**Aim of the exercise:** Format the lines of the entries as a JSON array of strings, one string per line and no blank lines. Start at the line containing "For the benchmark, point out every instance of the pink" and continue through the last line of the entries.

■ ■ ■

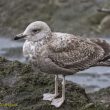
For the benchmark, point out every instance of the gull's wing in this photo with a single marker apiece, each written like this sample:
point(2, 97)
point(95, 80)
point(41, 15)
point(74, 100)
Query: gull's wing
point(74, 53)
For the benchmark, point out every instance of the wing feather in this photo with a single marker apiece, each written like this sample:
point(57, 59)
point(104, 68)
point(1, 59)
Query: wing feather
point(74, 53)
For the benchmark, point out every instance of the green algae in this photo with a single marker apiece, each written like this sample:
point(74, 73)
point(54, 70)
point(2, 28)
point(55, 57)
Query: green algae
point(27, 91)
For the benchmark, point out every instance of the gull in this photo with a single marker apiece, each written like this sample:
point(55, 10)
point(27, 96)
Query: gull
point(61, 54)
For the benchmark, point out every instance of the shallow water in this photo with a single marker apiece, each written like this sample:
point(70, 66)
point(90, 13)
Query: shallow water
point(92, 79)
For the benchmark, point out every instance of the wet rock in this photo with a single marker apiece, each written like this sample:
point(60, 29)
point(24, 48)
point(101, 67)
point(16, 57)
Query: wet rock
point(28, 87)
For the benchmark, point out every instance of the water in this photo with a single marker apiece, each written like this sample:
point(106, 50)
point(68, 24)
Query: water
point(92, 79)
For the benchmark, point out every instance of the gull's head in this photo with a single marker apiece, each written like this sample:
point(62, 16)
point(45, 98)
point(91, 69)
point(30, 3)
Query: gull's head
point(35, 31)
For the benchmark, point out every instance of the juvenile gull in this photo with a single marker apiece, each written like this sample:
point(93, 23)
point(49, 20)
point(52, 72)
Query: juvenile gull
point(61, 53)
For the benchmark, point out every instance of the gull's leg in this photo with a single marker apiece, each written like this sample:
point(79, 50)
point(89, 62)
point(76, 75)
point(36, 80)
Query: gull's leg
point(59, 101)
point(49, 96)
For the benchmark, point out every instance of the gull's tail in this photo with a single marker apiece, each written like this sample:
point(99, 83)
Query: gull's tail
point(105, 61)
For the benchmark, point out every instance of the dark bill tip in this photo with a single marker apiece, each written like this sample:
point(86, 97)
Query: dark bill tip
point(20, 36)
point(16, 38)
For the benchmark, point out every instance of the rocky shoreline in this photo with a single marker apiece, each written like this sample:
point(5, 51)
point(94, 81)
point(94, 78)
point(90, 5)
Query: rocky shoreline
point(20, 85)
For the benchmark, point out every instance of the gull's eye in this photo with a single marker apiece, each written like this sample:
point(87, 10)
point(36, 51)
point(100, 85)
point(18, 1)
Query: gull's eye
point(36, 30)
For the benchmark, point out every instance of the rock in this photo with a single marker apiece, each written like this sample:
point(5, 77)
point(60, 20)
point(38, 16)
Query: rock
point(20, 85)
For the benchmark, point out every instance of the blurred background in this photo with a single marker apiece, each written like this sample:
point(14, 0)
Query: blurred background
point(79, 17)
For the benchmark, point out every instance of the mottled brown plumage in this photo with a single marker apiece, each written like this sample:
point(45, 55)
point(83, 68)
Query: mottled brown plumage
point(62, 53)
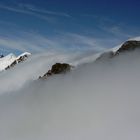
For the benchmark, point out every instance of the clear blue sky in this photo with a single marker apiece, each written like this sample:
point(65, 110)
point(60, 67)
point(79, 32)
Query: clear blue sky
point(36, 25)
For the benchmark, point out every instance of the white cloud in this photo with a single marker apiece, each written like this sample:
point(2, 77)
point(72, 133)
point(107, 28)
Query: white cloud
point(99, 102)
point(33, 11)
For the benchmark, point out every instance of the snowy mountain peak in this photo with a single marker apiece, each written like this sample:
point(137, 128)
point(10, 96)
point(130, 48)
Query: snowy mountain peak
point(11, 60)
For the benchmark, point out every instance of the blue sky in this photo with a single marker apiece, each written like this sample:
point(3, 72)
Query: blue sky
point(75, 25)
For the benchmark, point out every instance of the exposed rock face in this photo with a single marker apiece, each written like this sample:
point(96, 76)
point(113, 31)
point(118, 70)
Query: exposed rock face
point(105, 56)
point(58, 68)
point(129, 46)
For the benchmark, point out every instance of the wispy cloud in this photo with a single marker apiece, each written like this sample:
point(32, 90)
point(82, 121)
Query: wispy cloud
point(34, 11)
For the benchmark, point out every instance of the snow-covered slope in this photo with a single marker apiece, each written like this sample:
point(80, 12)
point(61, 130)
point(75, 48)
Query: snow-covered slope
point(11, 58)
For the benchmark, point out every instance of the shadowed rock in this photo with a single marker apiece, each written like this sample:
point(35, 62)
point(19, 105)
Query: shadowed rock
point(58, 68)
point(129, 46)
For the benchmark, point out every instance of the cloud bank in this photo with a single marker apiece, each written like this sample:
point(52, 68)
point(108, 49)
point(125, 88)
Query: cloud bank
point(95, 101)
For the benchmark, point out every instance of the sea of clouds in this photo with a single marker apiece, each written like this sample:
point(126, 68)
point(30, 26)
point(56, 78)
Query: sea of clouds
point(95, 101)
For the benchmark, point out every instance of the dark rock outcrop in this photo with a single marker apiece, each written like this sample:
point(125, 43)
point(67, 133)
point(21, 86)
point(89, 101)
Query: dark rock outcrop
point(58, 68)
point(129, 46)
point(105, 56)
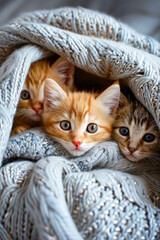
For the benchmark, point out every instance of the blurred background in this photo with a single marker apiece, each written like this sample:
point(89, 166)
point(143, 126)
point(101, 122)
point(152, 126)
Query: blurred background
point(142, 15)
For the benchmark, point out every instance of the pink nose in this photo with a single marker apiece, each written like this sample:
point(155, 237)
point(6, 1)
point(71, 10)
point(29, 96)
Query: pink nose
point(77, 143)
point(132, 149)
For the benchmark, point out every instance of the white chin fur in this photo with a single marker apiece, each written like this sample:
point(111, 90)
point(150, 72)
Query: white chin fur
point(72, 149)
point(134, 158)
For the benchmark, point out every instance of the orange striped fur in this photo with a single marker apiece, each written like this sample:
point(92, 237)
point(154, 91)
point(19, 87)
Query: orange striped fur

■ ■ ■

**Task output:**
[
  "For the benchmark, point out every instance of the pink nose in this photo with a single marker apiece, each written like this sample:",
  "point(155, 237)",
  "point(6, 1)",
  "point(71, 10)",
  "point(29, 96)",
  "Query: pink nose",
  "point(77, 143)",
  "point(132, 149)",
  "For the benchmark, point out every instance of the white chin fur in this photo with a single marker apiece, each written like this sample:",
  "point(111, 90)",
  "point(150, 72)",
  "Query: white chin fur",
  "point(72, 149)",
  "point(134, 158)",
  "For the benchmark, point out every instance of the orange striped fur in this photo with a single marker apiece, each written like this sample:",
  "point(92, 237)",
  "point(154, 91)",
  "point(19, 87)",
  "Query: orange striped fur"
]